Image-grounded pointing data ->
# # # # # # #

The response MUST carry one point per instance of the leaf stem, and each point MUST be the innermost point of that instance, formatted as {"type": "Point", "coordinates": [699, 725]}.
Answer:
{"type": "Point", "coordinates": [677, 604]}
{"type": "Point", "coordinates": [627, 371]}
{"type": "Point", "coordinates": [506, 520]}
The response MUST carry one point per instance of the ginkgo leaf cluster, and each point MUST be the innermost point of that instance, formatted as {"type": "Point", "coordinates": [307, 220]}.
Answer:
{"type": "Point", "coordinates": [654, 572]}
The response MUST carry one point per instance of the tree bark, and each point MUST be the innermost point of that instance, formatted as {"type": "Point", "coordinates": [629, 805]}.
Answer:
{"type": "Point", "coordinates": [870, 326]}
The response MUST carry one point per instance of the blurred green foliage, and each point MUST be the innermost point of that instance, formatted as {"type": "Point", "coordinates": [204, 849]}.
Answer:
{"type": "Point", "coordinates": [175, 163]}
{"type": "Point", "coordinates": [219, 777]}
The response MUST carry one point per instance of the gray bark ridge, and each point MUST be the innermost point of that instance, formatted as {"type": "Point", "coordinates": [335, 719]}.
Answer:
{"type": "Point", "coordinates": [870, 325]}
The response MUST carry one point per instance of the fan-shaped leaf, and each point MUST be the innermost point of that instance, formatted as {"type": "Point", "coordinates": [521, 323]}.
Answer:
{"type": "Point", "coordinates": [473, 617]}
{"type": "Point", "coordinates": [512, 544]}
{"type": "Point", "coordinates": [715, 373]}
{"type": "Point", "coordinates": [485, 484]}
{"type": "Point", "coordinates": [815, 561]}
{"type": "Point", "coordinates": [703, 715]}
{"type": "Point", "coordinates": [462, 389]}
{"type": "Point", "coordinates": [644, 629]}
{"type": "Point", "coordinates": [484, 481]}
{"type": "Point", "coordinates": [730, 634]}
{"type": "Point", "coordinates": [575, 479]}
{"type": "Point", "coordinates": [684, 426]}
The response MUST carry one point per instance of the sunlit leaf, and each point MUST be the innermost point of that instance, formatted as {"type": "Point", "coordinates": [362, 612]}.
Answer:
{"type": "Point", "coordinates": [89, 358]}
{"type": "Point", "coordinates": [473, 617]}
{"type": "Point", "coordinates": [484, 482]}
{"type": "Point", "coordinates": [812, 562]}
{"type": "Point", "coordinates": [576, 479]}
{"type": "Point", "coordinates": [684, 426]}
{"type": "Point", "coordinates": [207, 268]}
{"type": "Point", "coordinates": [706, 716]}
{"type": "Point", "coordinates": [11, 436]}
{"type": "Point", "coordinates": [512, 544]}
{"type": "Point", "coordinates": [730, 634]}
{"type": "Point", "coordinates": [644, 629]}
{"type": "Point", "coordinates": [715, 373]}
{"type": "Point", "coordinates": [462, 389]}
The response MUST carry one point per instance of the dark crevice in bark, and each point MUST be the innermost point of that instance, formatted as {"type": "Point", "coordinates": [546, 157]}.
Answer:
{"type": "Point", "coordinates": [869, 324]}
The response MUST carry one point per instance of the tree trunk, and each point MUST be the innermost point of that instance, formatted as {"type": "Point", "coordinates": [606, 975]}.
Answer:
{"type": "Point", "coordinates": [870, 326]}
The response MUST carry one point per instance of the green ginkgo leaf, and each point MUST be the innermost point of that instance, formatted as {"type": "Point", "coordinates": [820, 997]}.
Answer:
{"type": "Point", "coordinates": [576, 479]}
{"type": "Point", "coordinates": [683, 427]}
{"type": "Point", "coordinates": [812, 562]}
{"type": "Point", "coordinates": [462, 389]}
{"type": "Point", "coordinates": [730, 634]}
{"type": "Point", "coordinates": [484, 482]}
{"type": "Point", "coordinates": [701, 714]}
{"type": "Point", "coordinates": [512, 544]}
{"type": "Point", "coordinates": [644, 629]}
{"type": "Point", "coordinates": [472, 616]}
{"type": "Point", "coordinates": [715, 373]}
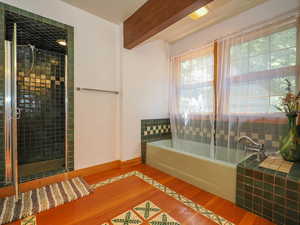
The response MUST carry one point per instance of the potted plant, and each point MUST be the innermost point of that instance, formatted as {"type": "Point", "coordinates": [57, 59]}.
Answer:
{"type": "Point", "coordinates": [289, 144]}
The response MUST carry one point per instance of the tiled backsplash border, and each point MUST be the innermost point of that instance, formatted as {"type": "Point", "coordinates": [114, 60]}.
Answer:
{"type": "Point", "coordinates": [154, 130]}
{"type": "Point", "coordinates": [268, 193]}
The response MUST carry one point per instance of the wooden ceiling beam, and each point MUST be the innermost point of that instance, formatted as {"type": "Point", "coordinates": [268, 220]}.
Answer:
{"type": "Point", "coordinates": [155, 16]}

# # # # # # #

Task requirements ->
Would you retype each line above exactly and skip every image?

Exercise response ->
The response MUST carry one point per instance of the leaf stem, and each point MUST be the innermost point of that instance, formatted as {"type": "Point", "coordinates": [699, 725]}.
Answer:
{"type": "Point", "coordinates": [677, 604]}
{"type": "Point", "coordinates": [627, 371]}
{"type": "Point", "coordinates": [506, 520]}
The response MUST carry one point per instance of the ginkgo leaf cluster, and each point MUST be the innermost point of that instance, formatted as {"type": "Point", "coordinates": [307, 220]}.
Answer:
{"type": "Point", "coordinates": [654, 572]}
The response MUST carry one point per instance of the tree bark, and each point MUST be the innermost point of that instance, formatted as {"type": "Point", "coordinates": [629, 805]}.
Answer:
{"type": "Point", "coordinates": [870, 326]}
The response MUST carry one point per instance of the blurred green foliage, and each point MUST be the innermost point of that instance, formatted as {"type": "Point", "coordinates": [204, 849]}.
Answer:
{"type": "Point", "coordinates": [175, 163]}
{"type": "Point", "coordinates": [219, 777]}
The response MUST carry one point per instance of the gray bark ridge, and each point MUST be the innermost point of that instance, formatted as {"type": "Point", "coordinates": [335, 719]}.
Answer:
{"type": "Point", "coordinates": [870, 325]}
The response MUST carry one point per instance of the fan-shaped leaf, and each point MUST be the innermost point of that instance, formatted as {"type": "Point", "coordinates": [521, 323]}.
Answer:
{"type": "Point", "coordinates": [473, 617]}
{"type": "Point", "coordinates": [512, 544]}
{"type": "Point", "coordinates": [715, 373]}
{"type": "Point", "coordinates": [485, 484]}
{"type": "Point", "coordinates": [815, 561]}
{"type": "Point", "coordinates": [703, 715]}
{"type": "Point", "coordinates": [462, 389]}
{"type": "Point", "coordinates": [644, 629]}
{"type": "Point", "coordinates": [484, 481]}
{"type": "Point", "coordinates": [730, 634]}
{"type": "Point", "coordinates": [575, 479]}
{"type": "Point", "coordinates": [684, 426]}
The response MUST carry one point per instance of the sunlit leaf, and each point MUST be the innermost point of that instance, formatted as {"type": "Point", "coordinates": [362, 612]}.
Answer:
{"type": "Point", "coordinates": [89, 358]}
{"type": "Point", "coordinates": [473, 617]}
{"type": "Point", "coordinates": [484, 482]}
{"type": "Point", "coordinates": [812, 562]}
{"type": "Point", "coordinates": [576, 479]}
{"type": "Point", "coordinates": [684, 426]}
{"type": "Point", "coordinates": [207, 268]}
{"type": "Point", "coordinates": [706, 716]}
{"type": "Point", "coordinates": [11, 436]}
{"type": "Point", "coordinates": [512, 544]}
{"type": "Point", "coordinates": [730, 634]}
{"type": "Point", "coordinates": [644, 629]}
{"type": "Point", "coordinates": [715, 373]}
{"type": "Point", "coordinates": [462, 389]}
The response MUST carry one point per instance of the dark crevice in bark, and each point MUST be the innermost point of that instance, formatted as {"type": "Point", "coordinates": [546, 157]}.
Answer:
{"type": "Point", "coordinates": [869, 324]}
The response MUST carry one point per instance of the tree trunk, and each point MUST be the innermost point of that instance, formatted as {"type": "Point", "coordinates": [606, 975]}.
Answer:
{"type": "Point", "coordinates": [870, 326]}
The response MUST carry one point per instance of the green ginkgo leaf, and each point MUST be the innermost point of that instance, formatted as {"type": "Point", "coordinates": [820, 997]}.
Answer:
{"type": "Point", "coordinates": [576, 479]}
{"type": "Point", "coordinates": [683, 427]}
{"type": "Point", "coordinates": [812, 562]}
{"type": "Point", "coordinates": [462, 389]}
{"type": "Point", "coordinates": [730, 634]}
{"type": "Point", "coordinates": [484, 482]}
{"type": "Point", "coordinates": [701, 714]}
{"type": "Point", "coordinates": [512, 544]}
{"type": "Point", "coordinates": [644, 629]}
{"type": "Point", "coordinates": [472, 616]}
{"type": "Point", "coordinates": [715, 373]}
The response MUST carry one point per instance of the potted plant, and each point MUST be the innermost point of that instance, formatted as {"type": "Point", "coordinates": [57, 59]}.
Answer:
{"type": "Point", "coordinates": [289, 144]}
The response MUST carry one point per instance of the tiled backsplash border, and each point MUST be the innermost point of that instance, formatted as {"type": "Point", "coordinates": [114, 60]}.
Answer:
{"type": "Point", "coordinates": [154, 130]}
{"type": "Point", "coordinates": [268, 193]}
The response MUST carry one point per instance of the wooden ceiling beam, and each point MUST be the innermost point of that instance, formatted as {"type": "Point", "coordinates": [268, 220]}.
Answer:
{"type": "Point", "coordinates": [155, 16]}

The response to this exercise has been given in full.